> _TASK STATEMENT_
Print exactly what appears from the line containing "Then point out every instance of the white and" through the final line of the data below, pictures excluded.

Image-grounded pointing data:
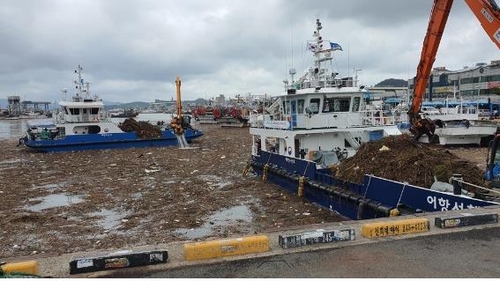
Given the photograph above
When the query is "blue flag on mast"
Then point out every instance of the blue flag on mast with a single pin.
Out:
(335, 46)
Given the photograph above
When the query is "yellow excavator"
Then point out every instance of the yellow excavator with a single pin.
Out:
(488, 14)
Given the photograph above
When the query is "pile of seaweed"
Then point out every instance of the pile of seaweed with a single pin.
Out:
(403, 159)
(144, 130)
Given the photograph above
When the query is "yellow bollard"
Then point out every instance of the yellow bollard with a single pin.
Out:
(264, 172)
(25, 267)
(300, 191)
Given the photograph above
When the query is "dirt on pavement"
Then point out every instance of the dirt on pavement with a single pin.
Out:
(114, 199)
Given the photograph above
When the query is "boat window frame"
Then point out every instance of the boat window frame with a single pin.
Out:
(337, 104)
(316, 102)
(356, 103)
(300, 106)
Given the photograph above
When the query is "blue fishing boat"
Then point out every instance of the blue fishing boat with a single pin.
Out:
(83, 124)
(322, 119)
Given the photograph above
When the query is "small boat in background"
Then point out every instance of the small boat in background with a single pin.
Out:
(125, 113)
(83, 124)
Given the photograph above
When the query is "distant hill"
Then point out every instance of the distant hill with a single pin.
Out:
(391, 82)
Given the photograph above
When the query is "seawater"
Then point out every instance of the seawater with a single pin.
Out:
(15, 129)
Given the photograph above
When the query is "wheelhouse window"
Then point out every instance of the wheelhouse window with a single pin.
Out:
(300, 106)
(314, 105)
(337, 105)
(355, 104)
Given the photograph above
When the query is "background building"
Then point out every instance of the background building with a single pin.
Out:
(481, 81)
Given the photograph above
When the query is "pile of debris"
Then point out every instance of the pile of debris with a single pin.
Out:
(402, 159)
(144, 130)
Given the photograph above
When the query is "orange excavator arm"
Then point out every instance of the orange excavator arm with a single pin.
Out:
(437, 22)
(488, 14)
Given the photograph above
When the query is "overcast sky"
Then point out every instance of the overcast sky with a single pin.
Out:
(133, 50)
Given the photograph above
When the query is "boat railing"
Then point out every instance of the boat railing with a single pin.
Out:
(377, 118)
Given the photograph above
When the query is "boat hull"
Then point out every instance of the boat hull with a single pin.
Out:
(108, 141)
(376, 197)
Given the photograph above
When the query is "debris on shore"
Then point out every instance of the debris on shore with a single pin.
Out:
(400, 158)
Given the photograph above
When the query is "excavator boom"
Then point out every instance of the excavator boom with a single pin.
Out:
(488, 14)
(437, 22)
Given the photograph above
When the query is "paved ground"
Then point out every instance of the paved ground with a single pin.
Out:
(470, 253)
(458, 252)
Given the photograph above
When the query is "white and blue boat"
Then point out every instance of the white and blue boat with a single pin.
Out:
(322, 119)
(83, 124)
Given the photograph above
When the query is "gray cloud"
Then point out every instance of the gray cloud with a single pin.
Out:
(133, 50)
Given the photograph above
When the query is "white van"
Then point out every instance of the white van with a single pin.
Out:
(429, 110)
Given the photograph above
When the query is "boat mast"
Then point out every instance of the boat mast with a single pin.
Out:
(79, 81)
(320, 55)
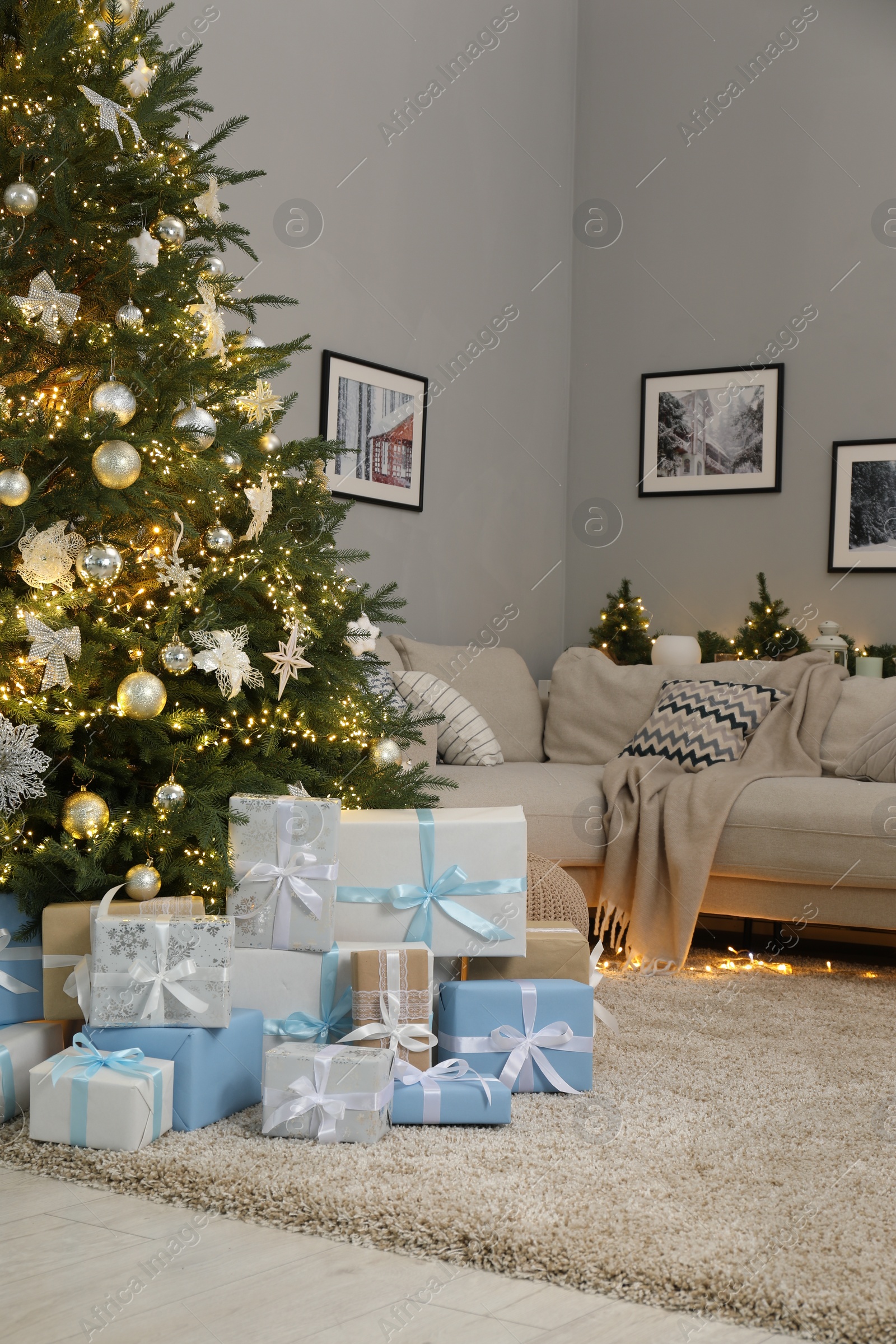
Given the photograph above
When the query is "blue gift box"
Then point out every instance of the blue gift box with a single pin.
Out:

> _ANSWER BELOW_
Then point out every instance of the white and blue boat with a single pin.
Out:
(322, 119)
(83, 124)
Given the photograph above
When the query is "gray cloud"
Then point out every instance of the gray cloud with a single pin.
Out:
(133, 50)
Given the photograph above
When the query is "white van"
Then point out every instance of the white van with a single pin.
Out:
(429, 110)
Given the photograph above
When the query is "boat mast"
Then point out every instance of the boat mast with a single pin.
Out:
(79, 81)
(320, 55)
Given the photograph above
When the query is "blue gift box"
Then point out every instance of the blue gift box with a single pin.
Out:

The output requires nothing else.